Do you have any personal relationships with right-wing politicians or opinion makers?
None.
Do you think this is normal?
Of course not. But this is because of a deliberate division of the country into two on Orbán’s behalf. We go along hearing phrases (from Orbán) like “the homeland cannot be in opposition,” while these are the most severe words you can say. This statement means that you do not consider another’s political existence as natural. You consider the other political side as an error that must be eliminated, and with their elimination you have less and less moral compunction. This is the endpoint of this process. And in turn, Viktor Orbán’s responsibility for making this concept more and more acceptable to the country cannot be overstated.
How do you think this final/fatal mutual distrust can be overcome? And would this generation be at all capable of doing it?

Data excerpts:
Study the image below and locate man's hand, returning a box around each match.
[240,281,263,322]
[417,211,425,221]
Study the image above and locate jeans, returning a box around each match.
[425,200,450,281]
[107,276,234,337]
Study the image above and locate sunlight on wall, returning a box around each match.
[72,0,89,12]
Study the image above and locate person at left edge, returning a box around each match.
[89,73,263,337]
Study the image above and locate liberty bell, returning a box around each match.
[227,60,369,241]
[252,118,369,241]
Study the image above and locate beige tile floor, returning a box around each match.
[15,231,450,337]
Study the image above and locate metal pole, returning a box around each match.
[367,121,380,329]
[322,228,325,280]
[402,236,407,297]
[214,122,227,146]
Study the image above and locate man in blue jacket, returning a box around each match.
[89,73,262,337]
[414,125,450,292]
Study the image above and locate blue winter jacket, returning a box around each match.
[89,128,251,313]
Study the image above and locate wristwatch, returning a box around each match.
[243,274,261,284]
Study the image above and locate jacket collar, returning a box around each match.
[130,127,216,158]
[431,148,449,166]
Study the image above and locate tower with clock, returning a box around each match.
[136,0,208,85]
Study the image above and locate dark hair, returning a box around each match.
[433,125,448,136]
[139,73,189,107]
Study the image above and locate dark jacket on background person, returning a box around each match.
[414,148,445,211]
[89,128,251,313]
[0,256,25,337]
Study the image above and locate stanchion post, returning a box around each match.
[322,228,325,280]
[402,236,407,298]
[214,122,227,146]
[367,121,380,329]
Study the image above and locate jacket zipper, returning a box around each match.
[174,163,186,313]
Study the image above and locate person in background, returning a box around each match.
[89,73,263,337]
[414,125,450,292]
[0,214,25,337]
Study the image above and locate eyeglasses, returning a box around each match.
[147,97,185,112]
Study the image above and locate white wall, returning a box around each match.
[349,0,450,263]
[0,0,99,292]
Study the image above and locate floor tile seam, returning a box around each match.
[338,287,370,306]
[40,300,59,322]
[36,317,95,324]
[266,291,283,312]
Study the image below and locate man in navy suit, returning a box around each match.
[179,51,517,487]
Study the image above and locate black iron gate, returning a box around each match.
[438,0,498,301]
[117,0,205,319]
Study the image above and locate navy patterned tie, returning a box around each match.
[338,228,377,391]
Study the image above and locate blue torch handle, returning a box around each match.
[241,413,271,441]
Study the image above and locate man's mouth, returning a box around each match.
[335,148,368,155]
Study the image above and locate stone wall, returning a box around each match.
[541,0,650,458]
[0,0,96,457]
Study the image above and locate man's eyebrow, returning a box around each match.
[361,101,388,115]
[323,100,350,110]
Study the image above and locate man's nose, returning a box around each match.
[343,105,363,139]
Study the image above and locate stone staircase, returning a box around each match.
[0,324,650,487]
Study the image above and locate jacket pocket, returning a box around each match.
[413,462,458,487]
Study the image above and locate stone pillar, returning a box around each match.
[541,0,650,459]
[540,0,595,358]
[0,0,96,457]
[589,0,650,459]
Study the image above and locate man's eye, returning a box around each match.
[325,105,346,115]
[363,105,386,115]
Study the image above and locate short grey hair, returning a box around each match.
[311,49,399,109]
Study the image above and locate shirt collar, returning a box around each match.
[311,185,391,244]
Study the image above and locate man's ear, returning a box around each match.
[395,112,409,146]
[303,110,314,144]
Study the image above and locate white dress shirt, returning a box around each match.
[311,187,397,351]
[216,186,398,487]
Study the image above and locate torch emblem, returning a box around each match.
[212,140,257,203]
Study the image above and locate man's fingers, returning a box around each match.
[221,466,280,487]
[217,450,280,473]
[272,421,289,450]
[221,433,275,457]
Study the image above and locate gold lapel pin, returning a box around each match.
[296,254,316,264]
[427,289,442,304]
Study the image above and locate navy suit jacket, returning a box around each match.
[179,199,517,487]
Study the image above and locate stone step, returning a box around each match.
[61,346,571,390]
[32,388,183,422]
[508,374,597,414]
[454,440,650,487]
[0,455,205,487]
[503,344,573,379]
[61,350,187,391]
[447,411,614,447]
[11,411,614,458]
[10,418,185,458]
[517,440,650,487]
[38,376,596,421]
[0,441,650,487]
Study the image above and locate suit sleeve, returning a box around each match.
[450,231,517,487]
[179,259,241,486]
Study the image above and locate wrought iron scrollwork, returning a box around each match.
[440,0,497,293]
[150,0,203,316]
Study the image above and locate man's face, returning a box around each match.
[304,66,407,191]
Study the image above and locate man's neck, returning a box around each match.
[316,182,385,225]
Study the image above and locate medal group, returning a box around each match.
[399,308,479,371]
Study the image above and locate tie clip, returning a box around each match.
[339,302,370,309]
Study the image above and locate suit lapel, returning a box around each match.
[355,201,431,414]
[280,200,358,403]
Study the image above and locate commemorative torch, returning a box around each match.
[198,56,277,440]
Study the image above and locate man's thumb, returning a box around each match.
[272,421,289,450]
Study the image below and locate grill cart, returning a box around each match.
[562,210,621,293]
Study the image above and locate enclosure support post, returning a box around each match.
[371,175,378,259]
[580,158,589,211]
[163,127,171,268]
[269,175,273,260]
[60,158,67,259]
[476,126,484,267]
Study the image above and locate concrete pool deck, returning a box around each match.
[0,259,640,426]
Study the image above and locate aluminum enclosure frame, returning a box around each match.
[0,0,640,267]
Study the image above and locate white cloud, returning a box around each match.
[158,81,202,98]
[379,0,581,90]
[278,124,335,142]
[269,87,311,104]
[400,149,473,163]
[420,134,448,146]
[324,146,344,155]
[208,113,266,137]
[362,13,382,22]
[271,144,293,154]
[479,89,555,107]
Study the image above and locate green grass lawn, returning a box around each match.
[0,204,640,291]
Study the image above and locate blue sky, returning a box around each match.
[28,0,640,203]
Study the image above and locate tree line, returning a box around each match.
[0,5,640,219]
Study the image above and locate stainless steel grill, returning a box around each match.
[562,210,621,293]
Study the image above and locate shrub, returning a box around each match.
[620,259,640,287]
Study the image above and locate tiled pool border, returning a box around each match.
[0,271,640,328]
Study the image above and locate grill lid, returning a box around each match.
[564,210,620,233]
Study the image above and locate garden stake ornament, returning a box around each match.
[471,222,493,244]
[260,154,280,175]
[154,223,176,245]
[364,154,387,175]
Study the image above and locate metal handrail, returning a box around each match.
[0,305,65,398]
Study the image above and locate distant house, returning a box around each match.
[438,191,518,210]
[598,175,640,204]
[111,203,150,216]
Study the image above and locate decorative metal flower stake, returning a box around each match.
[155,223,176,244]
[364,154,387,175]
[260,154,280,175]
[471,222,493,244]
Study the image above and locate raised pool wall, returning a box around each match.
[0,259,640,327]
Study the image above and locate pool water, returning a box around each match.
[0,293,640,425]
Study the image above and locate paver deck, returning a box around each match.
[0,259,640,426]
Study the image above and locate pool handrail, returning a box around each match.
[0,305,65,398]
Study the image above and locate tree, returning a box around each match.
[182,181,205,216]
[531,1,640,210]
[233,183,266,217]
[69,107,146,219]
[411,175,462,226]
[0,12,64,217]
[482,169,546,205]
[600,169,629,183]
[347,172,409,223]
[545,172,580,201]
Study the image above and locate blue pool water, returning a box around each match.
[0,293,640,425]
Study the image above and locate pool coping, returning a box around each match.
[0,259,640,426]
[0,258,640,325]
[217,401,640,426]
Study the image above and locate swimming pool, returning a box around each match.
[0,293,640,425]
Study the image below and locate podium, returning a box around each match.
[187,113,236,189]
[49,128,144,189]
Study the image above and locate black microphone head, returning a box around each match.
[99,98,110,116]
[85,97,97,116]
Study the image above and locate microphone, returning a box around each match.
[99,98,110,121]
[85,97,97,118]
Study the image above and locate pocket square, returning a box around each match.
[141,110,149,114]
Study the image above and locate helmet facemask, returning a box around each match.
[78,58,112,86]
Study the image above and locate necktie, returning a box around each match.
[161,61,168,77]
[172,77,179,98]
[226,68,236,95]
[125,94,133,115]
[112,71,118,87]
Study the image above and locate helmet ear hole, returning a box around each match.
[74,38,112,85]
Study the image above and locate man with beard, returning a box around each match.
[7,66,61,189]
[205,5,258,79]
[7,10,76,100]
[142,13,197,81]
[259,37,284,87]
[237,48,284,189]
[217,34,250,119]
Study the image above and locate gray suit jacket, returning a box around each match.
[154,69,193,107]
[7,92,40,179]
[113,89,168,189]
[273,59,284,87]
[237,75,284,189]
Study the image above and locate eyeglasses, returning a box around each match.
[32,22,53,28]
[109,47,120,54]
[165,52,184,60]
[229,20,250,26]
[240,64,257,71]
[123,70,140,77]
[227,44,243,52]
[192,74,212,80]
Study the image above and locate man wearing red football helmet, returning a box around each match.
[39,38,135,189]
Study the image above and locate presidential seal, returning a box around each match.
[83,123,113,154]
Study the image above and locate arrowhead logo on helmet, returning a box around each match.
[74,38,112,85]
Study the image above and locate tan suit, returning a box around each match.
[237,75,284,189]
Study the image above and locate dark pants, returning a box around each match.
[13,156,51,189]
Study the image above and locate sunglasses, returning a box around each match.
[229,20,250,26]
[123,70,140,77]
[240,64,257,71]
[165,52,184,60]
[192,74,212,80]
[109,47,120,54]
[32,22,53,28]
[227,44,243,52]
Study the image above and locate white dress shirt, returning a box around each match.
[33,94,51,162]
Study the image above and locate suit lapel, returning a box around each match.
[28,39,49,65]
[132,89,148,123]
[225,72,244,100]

The task: Continue the interview about Orbán and Hungary's political divide from where it stops. The lines are not needed for this.

Your response:
Certainly not with Orbán. The preamble to the current Hungarian constitution condemns the entire Hungarian left. Which is absurd. But I also do not think that a majority of Fidesz supporters and some of its leaders would not want a world that is much more relaxed than the one we have now.
Where do you think the country is now, ten years after Őszöd?
In its moral state ten years before Őszöd – I mean that it is in worse shape than before 2006. But Őszöd is not the primary cause of the moral deterioration. It’s a different issue whether it helped open up the way to letting what the authorities are now doing to the country hide in the cloak of legality. There is now a terrible atmosphere in the country, without any large, shared positive experiences or successes.